I have been using “cf.” wrongly for my entire life

Number theory was famously described as absolutely, gloriously useless by G H Hardy, but is now vital for encryption and therefore the digital economy (and all else “e”) While looking this up, I came across this discussion on the site Math Overflow. And in that discussion, I came across this comment:

Pet peeve: “cf” stands for “conferre”, which means “to compare”; you are using it as reference or a “see for example”. Though an extremely common usage, it is incorrect. “cf” should be used for “compare with”, and you don’t want to compare the writings of Hardy with the statement that Number Theory was considered useless; rather, you want to use Hardy’s writings as a reference to the assertion that Number Theory was considered useless…

As well as Arturo Magidin, the authority of Wikipedia backs this up:

The abbreviation cf. (short for the Latin: confer/conferatur, both meaning “compare”)[1] is used in writing to refer the reader to other material to make a comparison with the topic being discussed. It is used to form a contrast, for example: “Abbott (2010) found supportive results in her memory experiment, unlike those of previous work (cf. Zeller & Williams, 2007).”[2] It is recommended that “cf.” be used only to suggest a comparison, and the word “see” be used to point to a source of information.[3][4]

I am ashamed to say that for my whole life (well, the portion of my life I have used Cf., which I would say is twenty-something years) I has been offedning Arturo Magidin and indeed proper usage by using it to mean “See”.

Labeled box records
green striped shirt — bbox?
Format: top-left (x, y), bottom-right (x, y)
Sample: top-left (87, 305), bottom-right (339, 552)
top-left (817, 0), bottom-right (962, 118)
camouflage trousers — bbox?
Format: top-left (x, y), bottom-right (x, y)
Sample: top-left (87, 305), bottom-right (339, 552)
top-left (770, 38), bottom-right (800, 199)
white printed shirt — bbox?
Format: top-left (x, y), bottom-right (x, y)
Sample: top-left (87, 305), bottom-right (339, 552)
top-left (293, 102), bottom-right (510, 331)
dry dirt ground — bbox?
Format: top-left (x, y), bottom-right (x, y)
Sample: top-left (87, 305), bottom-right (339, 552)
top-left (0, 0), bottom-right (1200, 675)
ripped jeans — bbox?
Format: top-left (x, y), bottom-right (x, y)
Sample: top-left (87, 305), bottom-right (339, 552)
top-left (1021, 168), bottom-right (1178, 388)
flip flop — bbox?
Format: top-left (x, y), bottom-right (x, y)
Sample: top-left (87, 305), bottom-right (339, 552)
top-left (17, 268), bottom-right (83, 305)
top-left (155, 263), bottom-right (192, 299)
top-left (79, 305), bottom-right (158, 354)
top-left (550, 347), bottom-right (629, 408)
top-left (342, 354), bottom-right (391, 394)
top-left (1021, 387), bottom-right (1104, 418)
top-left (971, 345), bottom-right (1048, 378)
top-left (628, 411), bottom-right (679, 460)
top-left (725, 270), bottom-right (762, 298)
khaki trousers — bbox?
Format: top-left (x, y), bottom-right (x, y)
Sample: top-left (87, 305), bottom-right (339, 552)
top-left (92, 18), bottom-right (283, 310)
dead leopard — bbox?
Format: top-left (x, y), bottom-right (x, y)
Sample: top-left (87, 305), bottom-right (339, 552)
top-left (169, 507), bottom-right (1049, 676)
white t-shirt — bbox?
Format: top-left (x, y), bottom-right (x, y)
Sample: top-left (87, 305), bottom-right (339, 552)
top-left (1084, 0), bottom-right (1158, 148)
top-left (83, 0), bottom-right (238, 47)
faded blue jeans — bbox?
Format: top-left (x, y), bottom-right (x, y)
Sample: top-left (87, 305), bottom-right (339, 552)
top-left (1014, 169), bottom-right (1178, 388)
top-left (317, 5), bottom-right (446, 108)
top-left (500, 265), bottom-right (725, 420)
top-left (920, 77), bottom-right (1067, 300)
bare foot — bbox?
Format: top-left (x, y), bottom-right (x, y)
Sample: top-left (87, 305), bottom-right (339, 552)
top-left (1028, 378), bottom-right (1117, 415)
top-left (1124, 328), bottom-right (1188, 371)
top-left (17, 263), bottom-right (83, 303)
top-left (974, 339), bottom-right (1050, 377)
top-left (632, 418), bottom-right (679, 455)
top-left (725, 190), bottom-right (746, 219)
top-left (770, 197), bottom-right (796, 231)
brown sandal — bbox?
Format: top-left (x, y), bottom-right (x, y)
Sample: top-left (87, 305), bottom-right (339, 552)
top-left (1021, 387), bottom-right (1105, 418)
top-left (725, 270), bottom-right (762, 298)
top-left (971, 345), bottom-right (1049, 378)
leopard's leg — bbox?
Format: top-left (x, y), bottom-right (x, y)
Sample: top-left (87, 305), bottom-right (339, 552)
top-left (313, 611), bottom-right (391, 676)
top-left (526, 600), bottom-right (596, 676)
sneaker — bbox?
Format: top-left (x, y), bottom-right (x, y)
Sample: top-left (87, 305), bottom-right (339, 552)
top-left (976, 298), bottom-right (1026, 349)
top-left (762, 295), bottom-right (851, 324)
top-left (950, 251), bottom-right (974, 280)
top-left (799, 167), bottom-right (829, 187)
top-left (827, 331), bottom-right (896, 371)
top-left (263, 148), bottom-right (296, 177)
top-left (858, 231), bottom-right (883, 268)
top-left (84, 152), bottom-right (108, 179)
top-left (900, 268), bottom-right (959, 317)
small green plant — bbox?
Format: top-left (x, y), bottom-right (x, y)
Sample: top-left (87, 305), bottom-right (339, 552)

- [Work required] Please repeat the post about using "cf." word for word, from its title to its last sentence. The entries play no part in what you need to do.

- [Solution to this task]
I have been using “cf.” wrongly for my entire life

Number theory was famously described as absolutely, gloriously useless by G H Hardy, but is now vital for encryption and therefore the digital economy (and all else “e”) While looking this up, I came across this discussion on the site Math Overflow. And in that discussion, I came across this comment:

Pet peeve: “cf” stands for “conferre”, which means “to compare”; you are using it as reference or a “see for example”. Though an extremely common usage, it is incorrect. “cf” should be used for “compare with”, and you don’t want to compare the writings of Hardy with the statement that Number Theory was considered useless; rather, you want to use Hardy’s writings as a reference to the assertion that Number Theory was considered useless…

As well as Arturo Magidin, the authority of Wikipedia backs this up:

The abbreviation cf. (short for the Latin: confer/conferatur, both meaning “compare”)[1] is used in writing to refer the reader to other material to make a comparison with the topic being discussed. It is used to form a contrast, for example: “Abbott (2010) found supportive results in her memory experiment, unlike those of previous work (cf. Zeller & Williams, 2007).”[2] It is recommended that “cf.” be used only to suggest a comparison, and the word “see” be used to point to a source of information.[3][4]

I am ashamed to say that for my whole life (well, the portion of my life I have used Cf., which I would say is twenty-something years) I has been offedning Arturo Magidin and indeed proper usage by using it to mean “See”.